ACTION ITEM = Of all the lines below, return only those starting with the line holding "Query: decorative gold border" and going on through the line holding "the sneaker, reported", exactly as written.

DATASET RECORDS =
□ □ □ □ □ □ □
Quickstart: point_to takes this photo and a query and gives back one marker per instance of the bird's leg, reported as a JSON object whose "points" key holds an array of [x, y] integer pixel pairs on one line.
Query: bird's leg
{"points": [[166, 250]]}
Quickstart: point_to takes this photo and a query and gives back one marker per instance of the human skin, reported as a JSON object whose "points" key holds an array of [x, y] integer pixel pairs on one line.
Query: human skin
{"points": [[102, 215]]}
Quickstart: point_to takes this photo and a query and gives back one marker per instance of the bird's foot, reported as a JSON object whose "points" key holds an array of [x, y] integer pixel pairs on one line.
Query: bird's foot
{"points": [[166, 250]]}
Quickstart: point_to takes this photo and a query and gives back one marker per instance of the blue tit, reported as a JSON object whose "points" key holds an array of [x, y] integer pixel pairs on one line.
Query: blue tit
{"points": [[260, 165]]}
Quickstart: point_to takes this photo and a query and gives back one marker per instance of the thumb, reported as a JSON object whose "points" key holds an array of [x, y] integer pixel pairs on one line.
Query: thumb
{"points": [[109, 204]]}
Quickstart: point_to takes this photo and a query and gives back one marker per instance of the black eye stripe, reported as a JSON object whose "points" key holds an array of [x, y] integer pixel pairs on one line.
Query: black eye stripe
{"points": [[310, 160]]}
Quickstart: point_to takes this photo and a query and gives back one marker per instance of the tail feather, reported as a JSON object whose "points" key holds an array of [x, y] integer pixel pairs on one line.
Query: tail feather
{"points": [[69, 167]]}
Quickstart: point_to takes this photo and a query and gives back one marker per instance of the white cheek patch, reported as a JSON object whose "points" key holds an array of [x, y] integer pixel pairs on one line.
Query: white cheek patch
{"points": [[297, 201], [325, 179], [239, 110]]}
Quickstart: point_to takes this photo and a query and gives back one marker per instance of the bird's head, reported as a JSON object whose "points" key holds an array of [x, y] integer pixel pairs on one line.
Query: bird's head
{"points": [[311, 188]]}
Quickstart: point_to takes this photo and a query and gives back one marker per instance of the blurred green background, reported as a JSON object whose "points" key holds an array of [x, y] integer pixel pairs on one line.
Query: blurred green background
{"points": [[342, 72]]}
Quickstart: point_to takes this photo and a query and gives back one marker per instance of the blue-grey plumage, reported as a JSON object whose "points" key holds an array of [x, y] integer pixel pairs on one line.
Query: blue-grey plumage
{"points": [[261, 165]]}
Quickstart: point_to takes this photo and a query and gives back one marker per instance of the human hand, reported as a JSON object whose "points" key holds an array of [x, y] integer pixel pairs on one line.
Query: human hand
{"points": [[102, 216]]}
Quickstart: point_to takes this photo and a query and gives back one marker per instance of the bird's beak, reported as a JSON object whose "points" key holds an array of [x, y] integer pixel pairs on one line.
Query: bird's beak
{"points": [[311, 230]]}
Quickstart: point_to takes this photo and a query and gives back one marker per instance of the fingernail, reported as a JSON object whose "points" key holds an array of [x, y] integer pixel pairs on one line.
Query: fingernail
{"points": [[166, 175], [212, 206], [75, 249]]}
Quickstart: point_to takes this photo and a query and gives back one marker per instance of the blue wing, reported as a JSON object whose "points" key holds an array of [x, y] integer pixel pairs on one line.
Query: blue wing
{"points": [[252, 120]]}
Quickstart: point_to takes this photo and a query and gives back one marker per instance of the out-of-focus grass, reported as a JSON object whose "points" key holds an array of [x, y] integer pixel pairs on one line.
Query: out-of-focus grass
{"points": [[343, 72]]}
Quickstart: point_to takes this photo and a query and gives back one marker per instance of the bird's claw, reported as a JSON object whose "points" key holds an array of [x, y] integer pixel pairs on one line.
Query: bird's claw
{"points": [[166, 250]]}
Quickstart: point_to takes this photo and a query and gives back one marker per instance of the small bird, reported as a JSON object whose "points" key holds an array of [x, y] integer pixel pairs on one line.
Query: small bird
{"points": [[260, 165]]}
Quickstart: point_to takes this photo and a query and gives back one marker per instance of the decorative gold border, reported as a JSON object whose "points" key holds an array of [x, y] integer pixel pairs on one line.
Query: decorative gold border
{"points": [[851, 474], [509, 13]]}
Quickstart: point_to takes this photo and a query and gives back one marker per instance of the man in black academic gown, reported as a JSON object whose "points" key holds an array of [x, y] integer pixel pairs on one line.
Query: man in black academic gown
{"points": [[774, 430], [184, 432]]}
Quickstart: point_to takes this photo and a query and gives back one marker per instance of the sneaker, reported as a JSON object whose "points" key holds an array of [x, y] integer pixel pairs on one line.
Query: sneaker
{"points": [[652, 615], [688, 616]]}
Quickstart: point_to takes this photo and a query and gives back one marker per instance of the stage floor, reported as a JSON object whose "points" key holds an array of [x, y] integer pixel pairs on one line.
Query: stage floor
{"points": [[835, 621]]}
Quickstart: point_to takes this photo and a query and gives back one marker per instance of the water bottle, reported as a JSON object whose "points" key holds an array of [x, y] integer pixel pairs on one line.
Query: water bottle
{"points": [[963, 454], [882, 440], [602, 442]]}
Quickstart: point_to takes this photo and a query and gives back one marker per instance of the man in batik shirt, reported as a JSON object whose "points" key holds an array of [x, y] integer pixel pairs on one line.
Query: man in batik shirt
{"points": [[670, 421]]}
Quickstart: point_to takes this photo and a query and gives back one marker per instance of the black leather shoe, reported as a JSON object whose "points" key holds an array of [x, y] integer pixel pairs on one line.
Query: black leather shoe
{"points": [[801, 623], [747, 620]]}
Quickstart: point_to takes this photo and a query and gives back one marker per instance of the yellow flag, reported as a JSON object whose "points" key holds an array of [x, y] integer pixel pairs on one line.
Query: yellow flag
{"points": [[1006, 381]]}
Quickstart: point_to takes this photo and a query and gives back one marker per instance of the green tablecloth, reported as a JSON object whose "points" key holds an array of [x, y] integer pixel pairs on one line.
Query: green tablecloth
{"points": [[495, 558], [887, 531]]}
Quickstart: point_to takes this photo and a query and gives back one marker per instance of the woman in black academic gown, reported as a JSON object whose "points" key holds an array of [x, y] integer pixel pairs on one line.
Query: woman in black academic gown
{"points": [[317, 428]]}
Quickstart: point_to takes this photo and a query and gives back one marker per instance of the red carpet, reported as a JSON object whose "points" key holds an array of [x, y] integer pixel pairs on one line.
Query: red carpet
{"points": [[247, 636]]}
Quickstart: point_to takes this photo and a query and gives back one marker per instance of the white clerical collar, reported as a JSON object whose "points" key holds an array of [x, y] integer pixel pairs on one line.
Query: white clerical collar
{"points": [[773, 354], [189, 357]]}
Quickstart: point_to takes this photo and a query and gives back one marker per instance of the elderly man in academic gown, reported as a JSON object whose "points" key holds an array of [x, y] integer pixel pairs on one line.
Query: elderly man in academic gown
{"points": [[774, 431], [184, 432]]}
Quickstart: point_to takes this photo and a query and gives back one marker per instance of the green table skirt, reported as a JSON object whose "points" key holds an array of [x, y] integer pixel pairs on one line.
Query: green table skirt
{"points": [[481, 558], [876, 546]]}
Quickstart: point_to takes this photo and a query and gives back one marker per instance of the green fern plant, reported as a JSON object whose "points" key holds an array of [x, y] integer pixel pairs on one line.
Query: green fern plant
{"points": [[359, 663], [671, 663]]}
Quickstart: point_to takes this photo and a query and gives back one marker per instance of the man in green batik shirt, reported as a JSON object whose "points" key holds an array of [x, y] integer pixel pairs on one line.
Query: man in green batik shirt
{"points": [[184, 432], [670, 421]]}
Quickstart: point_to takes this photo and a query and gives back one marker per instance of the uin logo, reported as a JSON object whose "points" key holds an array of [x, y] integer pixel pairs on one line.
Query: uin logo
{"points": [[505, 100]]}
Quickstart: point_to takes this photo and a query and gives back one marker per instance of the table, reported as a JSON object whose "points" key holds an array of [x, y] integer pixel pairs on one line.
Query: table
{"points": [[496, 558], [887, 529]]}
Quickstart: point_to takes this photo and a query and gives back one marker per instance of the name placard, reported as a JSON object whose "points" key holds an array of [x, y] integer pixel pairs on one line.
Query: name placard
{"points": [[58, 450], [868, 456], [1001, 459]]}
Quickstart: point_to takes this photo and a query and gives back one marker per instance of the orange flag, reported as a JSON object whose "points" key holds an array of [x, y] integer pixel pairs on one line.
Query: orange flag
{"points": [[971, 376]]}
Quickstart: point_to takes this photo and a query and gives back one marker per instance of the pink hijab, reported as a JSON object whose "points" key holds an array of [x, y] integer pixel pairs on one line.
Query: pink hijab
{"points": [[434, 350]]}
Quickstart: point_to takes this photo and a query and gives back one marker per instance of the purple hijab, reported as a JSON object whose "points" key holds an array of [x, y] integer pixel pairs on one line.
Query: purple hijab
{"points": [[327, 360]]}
□ □ □ □ □ □ □
WRITTEN SOLUTION =
Query: decorative gold border
{"points": [[851, 474], [509, 13]]}
Quickstart: point_to takes this photo and a query and gives back one marker per instance of the man in black academic gown, reported as a JSON object whose "points" key holds an array of [x, y] integer pixel pairs on one line.
Query: man in black academic gown
{"points": [[774, 430], [184, 432]]}
Quickstart: point_to takes this photo and a query and gives back one marker per instance of the sneaker, reported as a JSON object whose "points" key holds an array of [x, y] integer pixel pairs on one line.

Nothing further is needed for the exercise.